## Extract provided

= = = = =

NanoLuc luminescence measured in leaves infiltrated with p2X35S-NanoLuc-NOSt, p19 and a NanoLuc editing construct. Percentage reduction of luminescence due to editing of NanoLuc, calculated by setting luminescence of control leaves (infiltrated with p2X35S-NanoLuc-NOSt, p19 and an editing construct targeting an endogene in N.benthamiana) to 100%. See S1 Data for luminescence measurements. Each gRNA ranking obtained from the online gRNA prediction tools is colour coded: red, orange and green depict low, medium and high editing efficiency, respectively.
https://doi.org/10.1371/journal.pone.0227994.g003
Testing online tools for prediction of gRNA efficiency in stable transgenic lines
To complement the transient assay experiments, 8 endogenes (MaPDS, Ma/Nb/NtRDR1, NbRDR2, NbRDR6, NbFAD2, AtmiR166a, OsVIT1 and OsIRO3) across 5 different species (Arabidopsis thaliana, Musa acuminata, N.benthamiana, Nicotiana tabacum and Oryza sativa) were modified using CRISPR/Cas9 (Fig 4A). In each case, transgenic plants were generated containing a stably integrated cassette encoding Cas9 and two gRNAs targeting the gene. On average 35 independent transgenic lines were produced per species. The rankings of the gRNAs were determined by the same online tools used for the NanoLuc experiment (Fig 4B).
[Figure omitted. See PDF.]
Fig 4.
(A) Schematic of a representative gene from each plant species used for CRISPR/Cas9 driven gene editing. The two target sites used for gRNA binding are shown and arrows indicate the predicted sites of the double strand breaks made by SpCas9. (B) Summary of predicted gRNA rankings versus percentage of observed editing for 22 gRNAs targeting genes in various plant species. The observed rankings are a percentage of edited T0 lines found in an average of 35 independent events analysed for each gRNA. Each gRNA ranking obtained from the online gRNA prediction tools is colour coded: red, orange and green depict low, medium and high editing efficiency, respectively. (C) Pairwise scatterplots and R2 values between the predicted and observed rankings. “Y” is the observed rankings.

= = = = =

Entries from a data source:
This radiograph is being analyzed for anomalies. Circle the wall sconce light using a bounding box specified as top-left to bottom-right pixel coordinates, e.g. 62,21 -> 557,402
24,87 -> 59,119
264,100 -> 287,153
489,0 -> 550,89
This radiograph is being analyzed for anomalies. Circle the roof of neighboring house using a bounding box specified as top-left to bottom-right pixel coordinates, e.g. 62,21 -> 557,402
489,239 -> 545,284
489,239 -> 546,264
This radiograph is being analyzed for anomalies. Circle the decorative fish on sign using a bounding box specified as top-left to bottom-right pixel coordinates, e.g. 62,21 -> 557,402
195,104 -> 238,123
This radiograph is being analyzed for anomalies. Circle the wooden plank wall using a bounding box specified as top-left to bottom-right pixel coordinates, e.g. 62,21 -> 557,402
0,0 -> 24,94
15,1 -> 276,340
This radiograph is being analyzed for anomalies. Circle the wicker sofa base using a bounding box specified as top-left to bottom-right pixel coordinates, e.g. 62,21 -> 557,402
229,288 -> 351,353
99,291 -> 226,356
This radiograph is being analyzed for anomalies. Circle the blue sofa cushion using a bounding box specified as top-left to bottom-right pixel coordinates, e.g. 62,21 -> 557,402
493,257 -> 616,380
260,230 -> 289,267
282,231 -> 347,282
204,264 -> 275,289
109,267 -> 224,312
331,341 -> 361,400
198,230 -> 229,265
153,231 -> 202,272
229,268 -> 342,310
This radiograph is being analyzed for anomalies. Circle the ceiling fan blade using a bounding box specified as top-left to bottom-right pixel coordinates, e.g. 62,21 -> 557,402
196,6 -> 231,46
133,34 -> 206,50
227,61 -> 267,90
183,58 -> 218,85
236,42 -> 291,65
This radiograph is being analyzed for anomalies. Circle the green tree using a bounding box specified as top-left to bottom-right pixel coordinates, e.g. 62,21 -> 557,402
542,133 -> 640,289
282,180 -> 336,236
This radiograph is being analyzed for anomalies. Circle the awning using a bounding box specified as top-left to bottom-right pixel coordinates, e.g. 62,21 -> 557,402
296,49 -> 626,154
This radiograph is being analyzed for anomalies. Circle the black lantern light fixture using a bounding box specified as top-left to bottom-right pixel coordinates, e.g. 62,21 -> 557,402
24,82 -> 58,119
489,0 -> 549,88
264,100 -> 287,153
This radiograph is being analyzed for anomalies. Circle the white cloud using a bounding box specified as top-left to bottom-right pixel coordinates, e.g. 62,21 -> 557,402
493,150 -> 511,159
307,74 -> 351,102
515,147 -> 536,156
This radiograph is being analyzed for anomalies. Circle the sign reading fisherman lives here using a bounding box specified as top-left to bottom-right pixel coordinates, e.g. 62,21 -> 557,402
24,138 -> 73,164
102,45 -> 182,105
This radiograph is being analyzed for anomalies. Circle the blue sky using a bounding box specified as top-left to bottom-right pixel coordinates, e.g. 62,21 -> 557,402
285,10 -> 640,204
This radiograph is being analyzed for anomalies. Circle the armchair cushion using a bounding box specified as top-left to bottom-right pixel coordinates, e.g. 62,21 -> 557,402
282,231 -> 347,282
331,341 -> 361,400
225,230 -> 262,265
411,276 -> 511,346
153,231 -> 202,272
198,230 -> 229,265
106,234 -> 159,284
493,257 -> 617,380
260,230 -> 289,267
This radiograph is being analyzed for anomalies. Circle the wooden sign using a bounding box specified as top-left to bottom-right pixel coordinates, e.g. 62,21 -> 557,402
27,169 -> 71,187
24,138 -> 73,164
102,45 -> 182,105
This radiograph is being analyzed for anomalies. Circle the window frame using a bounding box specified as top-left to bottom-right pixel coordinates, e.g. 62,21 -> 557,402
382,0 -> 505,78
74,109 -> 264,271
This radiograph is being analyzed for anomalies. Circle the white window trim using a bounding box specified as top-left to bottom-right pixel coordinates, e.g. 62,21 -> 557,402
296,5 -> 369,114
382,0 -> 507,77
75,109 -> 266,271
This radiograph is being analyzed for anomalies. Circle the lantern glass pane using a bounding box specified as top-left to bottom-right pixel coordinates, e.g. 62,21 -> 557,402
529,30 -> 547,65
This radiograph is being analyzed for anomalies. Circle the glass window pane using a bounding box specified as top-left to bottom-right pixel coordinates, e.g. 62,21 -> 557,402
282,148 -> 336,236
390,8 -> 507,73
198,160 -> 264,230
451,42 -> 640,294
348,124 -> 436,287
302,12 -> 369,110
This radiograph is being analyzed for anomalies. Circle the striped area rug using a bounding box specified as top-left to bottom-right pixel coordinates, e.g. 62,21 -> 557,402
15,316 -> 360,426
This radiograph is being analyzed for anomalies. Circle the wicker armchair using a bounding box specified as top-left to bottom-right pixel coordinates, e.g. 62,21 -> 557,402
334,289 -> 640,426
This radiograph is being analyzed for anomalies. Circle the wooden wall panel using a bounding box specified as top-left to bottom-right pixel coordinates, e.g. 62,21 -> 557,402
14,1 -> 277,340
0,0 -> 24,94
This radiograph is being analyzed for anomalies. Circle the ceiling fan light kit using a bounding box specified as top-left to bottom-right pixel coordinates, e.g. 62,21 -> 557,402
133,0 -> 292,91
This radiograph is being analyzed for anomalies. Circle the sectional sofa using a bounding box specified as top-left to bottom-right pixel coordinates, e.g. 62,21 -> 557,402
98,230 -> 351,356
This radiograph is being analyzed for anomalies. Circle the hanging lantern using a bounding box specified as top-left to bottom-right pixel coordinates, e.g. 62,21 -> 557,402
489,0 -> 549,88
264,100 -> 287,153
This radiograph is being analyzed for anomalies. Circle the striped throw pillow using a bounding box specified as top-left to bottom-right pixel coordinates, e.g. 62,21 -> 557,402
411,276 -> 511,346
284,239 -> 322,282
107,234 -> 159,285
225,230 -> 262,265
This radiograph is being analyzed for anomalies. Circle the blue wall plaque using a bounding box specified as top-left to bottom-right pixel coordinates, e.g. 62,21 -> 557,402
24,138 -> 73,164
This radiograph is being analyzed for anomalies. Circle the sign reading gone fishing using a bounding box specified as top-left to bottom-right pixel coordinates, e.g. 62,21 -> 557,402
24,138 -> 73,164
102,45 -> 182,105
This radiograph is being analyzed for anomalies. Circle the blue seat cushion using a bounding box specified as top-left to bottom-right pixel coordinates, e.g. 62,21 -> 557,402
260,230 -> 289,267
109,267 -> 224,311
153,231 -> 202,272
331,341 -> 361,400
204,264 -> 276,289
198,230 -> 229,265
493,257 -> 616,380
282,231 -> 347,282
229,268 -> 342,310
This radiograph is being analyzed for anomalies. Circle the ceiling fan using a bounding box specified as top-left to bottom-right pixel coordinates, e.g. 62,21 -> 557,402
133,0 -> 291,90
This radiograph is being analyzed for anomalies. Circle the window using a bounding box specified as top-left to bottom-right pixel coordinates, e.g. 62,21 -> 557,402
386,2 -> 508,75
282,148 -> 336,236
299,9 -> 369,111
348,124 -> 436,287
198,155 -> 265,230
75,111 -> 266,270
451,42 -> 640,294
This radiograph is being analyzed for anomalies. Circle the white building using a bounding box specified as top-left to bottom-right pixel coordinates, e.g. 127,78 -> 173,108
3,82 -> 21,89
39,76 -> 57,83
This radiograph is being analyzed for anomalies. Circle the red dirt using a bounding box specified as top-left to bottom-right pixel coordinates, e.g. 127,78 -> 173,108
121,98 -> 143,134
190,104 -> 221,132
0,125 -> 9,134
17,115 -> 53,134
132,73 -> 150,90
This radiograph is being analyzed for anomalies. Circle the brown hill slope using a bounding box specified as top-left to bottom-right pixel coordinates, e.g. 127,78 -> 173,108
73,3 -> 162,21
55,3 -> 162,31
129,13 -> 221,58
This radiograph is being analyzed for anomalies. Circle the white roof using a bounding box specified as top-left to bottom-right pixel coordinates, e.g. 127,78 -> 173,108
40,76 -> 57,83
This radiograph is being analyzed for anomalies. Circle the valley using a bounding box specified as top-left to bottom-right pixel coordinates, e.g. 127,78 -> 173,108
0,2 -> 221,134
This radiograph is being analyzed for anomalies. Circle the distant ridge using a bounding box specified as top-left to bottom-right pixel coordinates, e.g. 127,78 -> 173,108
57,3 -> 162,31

= = = = =

## List of tasks
a) In the gRNA prediction excerpt, why were eight endogenes edited with CRISPR/Cas9 in stable transgenic lines? Answer in one to three sentences.
b) According to the gRNA prediction excerpt, how many independent transgenic lines were produced per species on average?
c) Carry on the gRNA prediction excerpt from its last sentence.
The entries have no role in any of this.

## Activity answers
a) They were edited to complement the transient assay experiments. Stable transgenic plants were made that carried Cas9 and two gRNAs targeting each gene. Their gRNAs were then ranked with the same online tools used for the NanoLuc experiment.

b) On average, 35 independent transgenic lines were produced per species.

c)
https://doi.org/10.1371/journal.pone.0227994.g004
Comparing the percentage of edited transformants (per site, per species) with the predicted ranking for the gRNAs, using linear and non-parametric regression analyses, showed no significant positive correlation between the predicted rankings and the editing frequencies measured in our experiments (Fig 4B & S1 Data). The plots showed each predicted ranking against what was observed with a line of best fit from the estimated simple linear regression model (S1 Data). For each predictor, there was no evidence against the null hypothesis that the slope is equal. For comparison, a bootstrap analysis was also performed and all 95% bootstrap intervals for each estimated slope parameter included zero, suggesting that there is no evidence of a linear relationship between the predicted and observed rankings. Given the small sample size of this study, a power analysis was also conducted to determine the size of correlations these results were applicable to. This revealed that the sample size had statistical power (>80% at the 5% significance level) to reject high correlations (>0.75) for all predictors except WU-CRISPR and to conclude that there is no evidence that the predicted rankings are highly correlated with the observed rankings. There was no significant positive correlation between the WU-CRISPR rankings and observed editing frequencies, but with reduced statistical power due to 7 missing data points.
Despite the inability of the prediction programs to identify highly susceptible or highly resistant cleavage sites, we often observed in both transient and stable editing experiments that one of the two targeted sites within the gene was much more susceptible than the other. Three extreme examples from stable editing experiments were in MaPDS, NtRDR1, and AtmiR166a. The target 2 site in MaPDS was extremely susceptible (100%) and target 1 sites of both NtRDR1 and AtmiR166a were extremely resistant (0%) whereas their partner sites had average susceptibility (21, 53 and 41%, respectively) (Fig 4B). This suggests that all sites are not equally amenable to cleavage but current algorithms are, as yet, unable to accurately discern the susceptible from the resistant. Further evidence of this prediction inaccuracy is that pairwise comparisons of the rankings of the 22 gRNAs by the different programs showed that only CRISPko, CRISPOR and Benchling had positive relationships with R2 values of over 60% (Fig 4C).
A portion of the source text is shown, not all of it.